• _What you are asked to do_: Reproduce the rows below word for word, starting at the line that contains "of the asphalt" and continuing down through the line that contains "x=184 y=295", with both of those lines included.

..........

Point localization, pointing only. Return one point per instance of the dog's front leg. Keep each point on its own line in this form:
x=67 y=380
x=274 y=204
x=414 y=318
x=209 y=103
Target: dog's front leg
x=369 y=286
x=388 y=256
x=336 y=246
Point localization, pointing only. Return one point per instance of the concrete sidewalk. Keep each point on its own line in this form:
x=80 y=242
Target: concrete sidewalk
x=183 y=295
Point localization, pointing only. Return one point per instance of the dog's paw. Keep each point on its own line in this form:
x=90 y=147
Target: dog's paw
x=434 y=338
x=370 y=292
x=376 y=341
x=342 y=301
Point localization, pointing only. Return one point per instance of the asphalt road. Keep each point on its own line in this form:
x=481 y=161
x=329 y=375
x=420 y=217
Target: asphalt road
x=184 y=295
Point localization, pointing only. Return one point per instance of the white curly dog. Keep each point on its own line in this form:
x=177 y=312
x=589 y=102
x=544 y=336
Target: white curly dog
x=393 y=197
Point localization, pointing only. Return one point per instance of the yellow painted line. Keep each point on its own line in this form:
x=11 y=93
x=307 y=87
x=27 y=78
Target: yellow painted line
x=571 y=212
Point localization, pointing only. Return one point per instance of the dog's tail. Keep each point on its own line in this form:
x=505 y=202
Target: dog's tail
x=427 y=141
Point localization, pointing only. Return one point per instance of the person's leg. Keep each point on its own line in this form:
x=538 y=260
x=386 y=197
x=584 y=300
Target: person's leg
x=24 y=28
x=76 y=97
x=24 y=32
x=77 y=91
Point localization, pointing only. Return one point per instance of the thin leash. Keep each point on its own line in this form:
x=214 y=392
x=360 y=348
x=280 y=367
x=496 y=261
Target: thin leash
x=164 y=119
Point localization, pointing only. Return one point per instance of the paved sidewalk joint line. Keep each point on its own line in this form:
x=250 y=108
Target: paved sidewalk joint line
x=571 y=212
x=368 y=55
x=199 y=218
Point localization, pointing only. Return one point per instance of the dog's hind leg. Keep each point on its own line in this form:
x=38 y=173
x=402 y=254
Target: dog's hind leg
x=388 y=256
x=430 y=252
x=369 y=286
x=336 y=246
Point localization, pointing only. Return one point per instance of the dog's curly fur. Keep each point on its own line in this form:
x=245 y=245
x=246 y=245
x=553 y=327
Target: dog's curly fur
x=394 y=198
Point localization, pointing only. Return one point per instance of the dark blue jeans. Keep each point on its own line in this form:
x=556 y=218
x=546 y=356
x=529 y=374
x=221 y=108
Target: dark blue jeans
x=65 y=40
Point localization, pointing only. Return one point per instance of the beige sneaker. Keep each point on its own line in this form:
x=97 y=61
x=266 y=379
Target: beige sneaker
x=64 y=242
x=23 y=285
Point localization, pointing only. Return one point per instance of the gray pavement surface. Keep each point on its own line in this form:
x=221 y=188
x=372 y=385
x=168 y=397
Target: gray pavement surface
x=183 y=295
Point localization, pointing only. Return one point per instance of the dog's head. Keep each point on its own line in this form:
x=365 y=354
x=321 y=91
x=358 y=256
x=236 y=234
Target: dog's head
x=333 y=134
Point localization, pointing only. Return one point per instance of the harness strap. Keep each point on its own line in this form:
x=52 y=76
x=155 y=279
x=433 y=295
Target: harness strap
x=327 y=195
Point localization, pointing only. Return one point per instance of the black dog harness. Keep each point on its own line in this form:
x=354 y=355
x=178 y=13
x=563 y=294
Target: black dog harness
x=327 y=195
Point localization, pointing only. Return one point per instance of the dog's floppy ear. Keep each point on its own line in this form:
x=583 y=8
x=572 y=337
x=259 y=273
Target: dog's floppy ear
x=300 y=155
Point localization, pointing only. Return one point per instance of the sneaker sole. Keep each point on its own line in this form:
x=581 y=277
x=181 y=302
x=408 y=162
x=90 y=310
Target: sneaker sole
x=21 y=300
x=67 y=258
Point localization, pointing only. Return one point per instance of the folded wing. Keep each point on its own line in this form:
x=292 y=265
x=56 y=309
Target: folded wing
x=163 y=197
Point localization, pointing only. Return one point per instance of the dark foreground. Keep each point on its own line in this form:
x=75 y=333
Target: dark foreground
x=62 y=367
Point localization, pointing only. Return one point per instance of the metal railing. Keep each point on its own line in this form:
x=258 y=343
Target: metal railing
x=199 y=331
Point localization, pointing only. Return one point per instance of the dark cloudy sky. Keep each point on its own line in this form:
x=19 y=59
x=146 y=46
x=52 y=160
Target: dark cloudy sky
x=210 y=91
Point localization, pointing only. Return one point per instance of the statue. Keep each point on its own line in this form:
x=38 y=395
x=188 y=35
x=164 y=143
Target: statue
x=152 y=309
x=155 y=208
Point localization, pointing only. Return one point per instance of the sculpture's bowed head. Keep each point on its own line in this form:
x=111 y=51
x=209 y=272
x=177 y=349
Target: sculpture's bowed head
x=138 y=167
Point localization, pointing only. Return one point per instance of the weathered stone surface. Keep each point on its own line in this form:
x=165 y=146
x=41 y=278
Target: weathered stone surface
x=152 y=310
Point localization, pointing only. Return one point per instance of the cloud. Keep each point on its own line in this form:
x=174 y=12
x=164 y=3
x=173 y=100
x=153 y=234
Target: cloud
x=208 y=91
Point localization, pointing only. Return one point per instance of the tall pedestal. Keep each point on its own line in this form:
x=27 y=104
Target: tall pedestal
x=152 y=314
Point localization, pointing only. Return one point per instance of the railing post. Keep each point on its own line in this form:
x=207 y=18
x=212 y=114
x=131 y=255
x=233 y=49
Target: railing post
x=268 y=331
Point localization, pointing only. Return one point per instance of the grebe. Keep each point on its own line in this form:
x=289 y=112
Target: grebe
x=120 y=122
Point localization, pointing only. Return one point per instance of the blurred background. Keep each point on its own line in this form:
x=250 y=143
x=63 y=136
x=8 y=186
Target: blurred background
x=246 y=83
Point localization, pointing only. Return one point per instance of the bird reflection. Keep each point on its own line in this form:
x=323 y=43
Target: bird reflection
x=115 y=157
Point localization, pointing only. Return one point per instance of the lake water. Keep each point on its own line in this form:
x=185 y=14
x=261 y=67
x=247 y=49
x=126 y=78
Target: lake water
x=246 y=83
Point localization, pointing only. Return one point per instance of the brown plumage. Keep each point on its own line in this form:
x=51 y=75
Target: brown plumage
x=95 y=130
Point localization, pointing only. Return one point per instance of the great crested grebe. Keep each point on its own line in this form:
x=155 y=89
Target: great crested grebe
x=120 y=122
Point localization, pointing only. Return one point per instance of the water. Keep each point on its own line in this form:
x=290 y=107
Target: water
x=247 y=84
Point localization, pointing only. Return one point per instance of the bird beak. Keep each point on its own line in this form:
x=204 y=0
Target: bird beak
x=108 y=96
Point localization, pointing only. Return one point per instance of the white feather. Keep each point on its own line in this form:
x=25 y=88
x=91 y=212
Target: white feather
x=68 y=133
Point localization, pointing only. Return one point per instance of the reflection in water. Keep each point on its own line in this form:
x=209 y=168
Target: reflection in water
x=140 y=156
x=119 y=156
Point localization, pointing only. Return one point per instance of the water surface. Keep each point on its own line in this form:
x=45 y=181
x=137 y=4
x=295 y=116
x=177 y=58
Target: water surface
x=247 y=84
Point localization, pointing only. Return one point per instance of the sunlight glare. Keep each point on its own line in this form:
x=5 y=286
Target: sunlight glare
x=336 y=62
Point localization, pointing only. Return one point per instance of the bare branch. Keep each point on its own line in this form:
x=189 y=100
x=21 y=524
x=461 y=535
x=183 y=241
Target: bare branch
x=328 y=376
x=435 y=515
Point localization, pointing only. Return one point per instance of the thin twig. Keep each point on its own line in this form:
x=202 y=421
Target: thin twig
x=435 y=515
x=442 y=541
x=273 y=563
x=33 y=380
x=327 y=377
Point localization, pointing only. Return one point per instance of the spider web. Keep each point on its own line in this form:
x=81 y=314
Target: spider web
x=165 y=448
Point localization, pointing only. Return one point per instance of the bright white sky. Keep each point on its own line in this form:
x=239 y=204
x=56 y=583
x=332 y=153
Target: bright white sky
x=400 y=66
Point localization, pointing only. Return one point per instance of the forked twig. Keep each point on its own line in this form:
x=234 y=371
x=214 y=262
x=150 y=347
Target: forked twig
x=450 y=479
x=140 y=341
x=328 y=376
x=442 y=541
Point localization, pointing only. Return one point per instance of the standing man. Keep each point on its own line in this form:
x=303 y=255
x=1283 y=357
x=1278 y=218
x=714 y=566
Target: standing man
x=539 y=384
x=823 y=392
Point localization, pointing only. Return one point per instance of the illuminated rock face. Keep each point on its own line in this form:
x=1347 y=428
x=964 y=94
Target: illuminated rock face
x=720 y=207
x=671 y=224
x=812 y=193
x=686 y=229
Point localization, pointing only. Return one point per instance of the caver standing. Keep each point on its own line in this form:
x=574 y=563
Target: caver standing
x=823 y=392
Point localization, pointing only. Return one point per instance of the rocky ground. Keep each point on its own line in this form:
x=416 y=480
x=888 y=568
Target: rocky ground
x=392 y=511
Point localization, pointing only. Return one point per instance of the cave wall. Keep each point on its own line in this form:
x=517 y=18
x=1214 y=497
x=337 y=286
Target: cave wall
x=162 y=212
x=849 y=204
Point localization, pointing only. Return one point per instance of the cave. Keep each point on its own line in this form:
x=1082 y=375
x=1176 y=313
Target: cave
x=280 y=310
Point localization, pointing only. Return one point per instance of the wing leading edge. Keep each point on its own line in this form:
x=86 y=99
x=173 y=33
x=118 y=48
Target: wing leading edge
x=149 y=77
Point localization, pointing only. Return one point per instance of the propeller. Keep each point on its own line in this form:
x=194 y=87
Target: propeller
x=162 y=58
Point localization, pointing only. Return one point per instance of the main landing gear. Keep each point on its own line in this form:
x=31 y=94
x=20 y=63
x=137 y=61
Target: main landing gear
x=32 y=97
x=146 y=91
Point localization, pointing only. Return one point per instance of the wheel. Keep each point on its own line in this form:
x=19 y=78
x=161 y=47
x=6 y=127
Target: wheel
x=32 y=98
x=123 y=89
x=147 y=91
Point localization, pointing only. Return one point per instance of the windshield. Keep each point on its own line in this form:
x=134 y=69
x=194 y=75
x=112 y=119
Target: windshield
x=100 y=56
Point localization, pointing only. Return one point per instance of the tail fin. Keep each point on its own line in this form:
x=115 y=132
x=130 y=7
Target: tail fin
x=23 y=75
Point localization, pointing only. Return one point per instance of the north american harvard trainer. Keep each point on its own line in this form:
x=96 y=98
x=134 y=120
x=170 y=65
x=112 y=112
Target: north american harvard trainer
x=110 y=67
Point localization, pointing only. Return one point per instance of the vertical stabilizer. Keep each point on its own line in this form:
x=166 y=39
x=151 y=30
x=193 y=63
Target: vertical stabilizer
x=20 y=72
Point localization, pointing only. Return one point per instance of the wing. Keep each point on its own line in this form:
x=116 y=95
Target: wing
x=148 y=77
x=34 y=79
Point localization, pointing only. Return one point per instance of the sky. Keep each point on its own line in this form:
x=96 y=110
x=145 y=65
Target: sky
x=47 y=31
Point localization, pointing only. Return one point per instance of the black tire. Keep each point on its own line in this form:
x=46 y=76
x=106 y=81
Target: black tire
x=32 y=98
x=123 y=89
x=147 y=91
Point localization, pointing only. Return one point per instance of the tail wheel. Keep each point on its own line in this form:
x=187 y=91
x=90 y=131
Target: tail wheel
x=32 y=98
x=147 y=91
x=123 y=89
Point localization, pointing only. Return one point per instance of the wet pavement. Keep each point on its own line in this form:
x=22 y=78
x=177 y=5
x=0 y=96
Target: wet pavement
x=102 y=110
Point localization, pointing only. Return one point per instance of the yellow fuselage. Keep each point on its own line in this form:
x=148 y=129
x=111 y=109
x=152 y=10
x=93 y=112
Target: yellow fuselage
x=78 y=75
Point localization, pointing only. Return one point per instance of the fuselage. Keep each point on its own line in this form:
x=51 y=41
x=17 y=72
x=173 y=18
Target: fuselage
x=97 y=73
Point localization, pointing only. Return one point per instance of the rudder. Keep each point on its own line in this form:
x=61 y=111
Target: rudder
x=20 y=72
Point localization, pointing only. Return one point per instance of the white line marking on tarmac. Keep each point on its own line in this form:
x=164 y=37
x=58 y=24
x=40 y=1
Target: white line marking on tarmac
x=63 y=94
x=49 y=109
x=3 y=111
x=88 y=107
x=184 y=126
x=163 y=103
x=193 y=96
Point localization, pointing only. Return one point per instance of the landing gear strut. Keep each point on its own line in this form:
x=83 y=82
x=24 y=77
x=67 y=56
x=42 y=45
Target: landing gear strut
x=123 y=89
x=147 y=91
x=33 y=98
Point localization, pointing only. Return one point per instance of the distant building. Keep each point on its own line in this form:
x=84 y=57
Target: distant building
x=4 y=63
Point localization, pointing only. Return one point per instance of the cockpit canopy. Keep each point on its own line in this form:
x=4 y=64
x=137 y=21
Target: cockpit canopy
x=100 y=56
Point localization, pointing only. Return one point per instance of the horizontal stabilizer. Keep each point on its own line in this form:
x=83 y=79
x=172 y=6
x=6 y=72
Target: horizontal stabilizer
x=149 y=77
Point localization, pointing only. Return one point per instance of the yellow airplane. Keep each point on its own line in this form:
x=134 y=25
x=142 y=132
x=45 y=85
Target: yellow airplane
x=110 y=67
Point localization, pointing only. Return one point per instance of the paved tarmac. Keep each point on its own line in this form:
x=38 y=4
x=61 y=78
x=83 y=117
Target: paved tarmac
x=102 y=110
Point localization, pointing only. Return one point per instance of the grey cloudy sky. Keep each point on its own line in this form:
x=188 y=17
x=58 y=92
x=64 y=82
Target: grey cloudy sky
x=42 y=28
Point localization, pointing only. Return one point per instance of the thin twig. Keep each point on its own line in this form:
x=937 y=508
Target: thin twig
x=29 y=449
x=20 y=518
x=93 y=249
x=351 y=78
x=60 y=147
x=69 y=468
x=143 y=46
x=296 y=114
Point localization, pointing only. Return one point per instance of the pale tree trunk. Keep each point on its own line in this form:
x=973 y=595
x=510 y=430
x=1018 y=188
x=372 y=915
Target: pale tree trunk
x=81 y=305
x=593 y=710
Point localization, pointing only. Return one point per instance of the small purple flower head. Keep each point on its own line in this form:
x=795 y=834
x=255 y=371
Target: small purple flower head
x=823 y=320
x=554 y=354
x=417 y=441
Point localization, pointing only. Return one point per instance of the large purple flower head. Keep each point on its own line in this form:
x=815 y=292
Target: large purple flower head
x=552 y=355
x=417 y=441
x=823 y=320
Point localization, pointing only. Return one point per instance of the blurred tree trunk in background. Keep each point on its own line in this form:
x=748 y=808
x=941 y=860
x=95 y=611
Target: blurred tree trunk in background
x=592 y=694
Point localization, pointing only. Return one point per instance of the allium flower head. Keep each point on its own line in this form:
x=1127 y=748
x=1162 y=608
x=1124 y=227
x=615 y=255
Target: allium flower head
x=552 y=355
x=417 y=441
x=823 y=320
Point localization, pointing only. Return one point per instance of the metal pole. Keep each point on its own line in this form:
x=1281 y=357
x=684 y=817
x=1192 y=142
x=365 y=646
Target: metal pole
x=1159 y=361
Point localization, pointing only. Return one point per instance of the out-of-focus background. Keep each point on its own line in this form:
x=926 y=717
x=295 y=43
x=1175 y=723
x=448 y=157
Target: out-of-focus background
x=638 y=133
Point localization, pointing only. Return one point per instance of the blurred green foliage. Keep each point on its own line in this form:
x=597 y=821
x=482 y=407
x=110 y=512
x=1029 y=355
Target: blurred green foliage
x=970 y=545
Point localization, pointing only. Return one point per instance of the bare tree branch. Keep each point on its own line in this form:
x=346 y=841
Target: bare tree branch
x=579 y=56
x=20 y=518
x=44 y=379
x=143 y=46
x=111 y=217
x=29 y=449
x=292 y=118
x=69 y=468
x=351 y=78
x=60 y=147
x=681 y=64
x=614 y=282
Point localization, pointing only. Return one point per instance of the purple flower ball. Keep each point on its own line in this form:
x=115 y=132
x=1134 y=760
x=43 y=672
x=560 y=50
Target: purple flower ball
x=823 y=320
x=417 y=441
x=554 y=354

..........

• _Full output_:
Point localization, pointing only. Return one point per instance of the asphalt road. Keep each point on its own line in this form:
x=481 y=161
x=329 y=375
x=420 y=217
Target: asphalt road
x=184 y=295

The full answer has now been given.